• **DATA SHOWN**
• • •

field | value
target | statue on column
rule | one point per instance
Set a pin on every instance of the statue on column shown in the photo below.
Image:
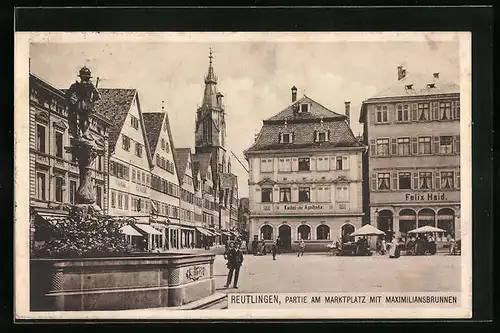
(81, 98)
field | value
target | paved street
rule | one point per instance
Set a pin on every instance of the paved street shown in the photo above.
(318, 272)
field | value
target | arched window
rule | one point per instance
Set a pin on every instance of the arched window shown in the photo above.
(266, 232)
(304, 232)
(323, 232)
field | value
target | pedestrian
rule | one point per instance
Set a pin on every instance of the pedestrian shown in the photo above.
(234, 261)
(302, 247)
(274, 249)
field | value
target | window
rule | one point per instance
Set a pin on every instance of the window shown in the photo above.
(304, 164)
(323, 232)
(445, 110)
(446, 145)
(98, 196)
(404, 146)
(285, 194)
(59, 188)
(134, 122)
(456, 109)
(304, 232)
(342, 194)
(382, 147)
(125, 142)
(286, 138)
(405, 181)
(59, 144)
(447, 180)
(403, 112)
(425, 180)
(41, 186)
(383, 181)
(72, 191)
(382, 114)
(304, 194)
(304, 108)
(424, 145)
(40, 138)
(266, 165)
(423, 111)
(285, 164)
(267, 195)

• • •

The answer must be every line of the data that holds the word "target".

target | statue on column
target | paved street
target | arched window
target | pedestrian
target | window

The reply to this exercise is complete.